(Data entries)
"""

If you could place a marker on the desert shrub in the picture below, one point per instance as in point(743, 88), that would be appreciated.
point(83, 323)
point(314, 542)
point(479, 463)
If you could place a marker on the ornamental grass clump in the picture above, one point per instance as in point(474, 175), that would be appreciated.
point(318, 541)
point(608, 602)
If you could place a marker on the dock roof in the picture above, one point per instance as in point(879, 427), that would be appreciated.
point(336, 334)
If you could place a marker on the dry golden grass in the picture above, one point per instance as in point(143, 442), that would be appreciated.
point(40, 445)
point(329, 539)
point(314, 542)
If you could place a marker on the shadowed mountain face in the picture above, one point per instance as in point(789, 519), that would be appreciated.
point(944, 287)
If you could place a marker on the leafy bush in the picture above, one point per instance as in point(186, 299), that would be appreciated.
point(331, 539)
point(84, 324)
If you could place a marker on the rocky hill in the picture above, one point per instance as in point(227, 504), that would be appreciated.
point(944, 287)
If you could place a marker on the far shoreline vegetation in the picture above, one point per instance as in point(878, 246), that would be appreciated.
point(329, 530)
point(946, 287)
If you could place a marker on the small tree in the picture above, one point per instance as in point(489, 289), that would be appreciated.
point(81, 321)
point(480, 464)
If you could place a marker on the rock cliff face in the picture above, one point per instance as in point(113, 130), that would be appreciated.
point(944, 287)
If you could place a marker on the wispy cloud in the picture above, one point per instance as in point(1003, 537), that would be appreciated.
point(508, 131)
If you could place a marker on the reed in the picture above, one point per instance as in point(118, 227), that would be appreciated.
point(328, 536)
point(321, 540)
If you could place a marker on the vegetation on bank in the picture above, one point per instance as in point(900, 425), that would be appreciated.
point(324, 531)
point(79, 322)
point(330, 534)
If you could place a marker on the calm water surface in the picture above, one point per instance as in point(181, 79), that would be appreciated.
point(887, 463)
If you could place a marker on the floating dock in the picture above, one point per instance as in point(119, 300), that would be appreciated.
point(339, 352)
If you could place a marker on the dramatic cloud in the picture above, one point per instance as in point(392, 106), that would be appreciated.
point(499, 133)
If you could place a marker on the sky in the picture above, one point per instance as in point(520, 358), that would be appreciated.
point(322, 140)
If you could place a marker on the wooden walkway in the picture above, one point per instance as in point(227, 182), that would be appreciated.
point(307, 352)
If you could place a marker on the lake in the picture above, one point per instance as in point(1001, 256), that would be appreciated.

"""

**Your objective**. Restate the records above word for word.

**Solution to this task**.
If you could place a marker on the desert shrub in the picture below, one point per instance as in point(743, 88), that would be appreciated.
point(83, 323)
point(314, 542)
point(479, 463)
If you could place a marker on the ornamental grass clump in the picture above, one point per instance as in point(474, 175), that would be appreciated.
point(318, 541)
point(608, 602)
If you could place a marker on the dock roof in the picture above, one point per instance as in point(879, 427), that would be appreciated.
point(336, 334)
If you could place a marker on the dry golden grass in the picture above, one point per instance as in point(143, 442), that would be appreciated.
point(40, 445)
point(329, 539)
point(314, 542)
If you could place a marker on the shadowed mountain face in the picture above, one point per instance as in point(789, 519), that would be appreciated.
point(944, 287)
If you could place a marker on the leafy bush in the picture above, one point per instance as in point(186, 299), that would be appreciated.
point(331, 539)
point(84, 324)
If you could place a marker on the rocky hill in the picture above, one point per instance as in point(227, 504), that would be appreciated.
point(944, 287)
If you could place a marker on the far shoreline vegetation in the picture above, one point per instance as in point(878, 246), that would be appreciated.
point(329, 530)
point(946, 287)
If you could place a marker on the small tree in the picture above, one point per instance as in point(489, 289), that would be appreciated.
point(81, 321)
point(480, 464)
If you could place a marker on the rock cliff face in the picture above, one point per instance as in point(113, 130), that would be appreciated.
point(944, 287)
If you could place a marker on the wispy cloud in the picture above, one point per instance as in point(1003, 537), that would be appreciated.
point(508, 131)
If you could place a marker on the reed in the picture above, one point per instance as in point(118, 227), that would be appreciated.
point(328, 536)
point(321, 540)
If you could place a marker on the vegetation on bank in the picture above, one point per instance as in point(900, 425), that would be appreciated.
point(324, 531)
point(79, 322)
point(330, 534)
If you could place a marker on the calm water surface in the picture above, one point per instance as in point(181, 79), that would be appreciated.
point(887, 463)
If you could place a marker on the floating dock in the picture above, one point per instance as in point(119, 300), that would be appreciated.
point(339, 352)
If you could place a marker on the dramatic cloud in the picture above, one point per instance as in point(392, 106), that would be appreciated.
point(499, 133)
If you could place a marker on the sky in the picture above, one point per instance as in point(520, 358), that would be appreciated.
point(322, 140)
If you could place a marker on the wooden walkway in the picture above, one point per instance as in point(227, 182), that would be appreciated.
point(307, 352)
If you could place a marker on the lake in the picture above, one point per instance as in point(1001, 256), that would be appreciated.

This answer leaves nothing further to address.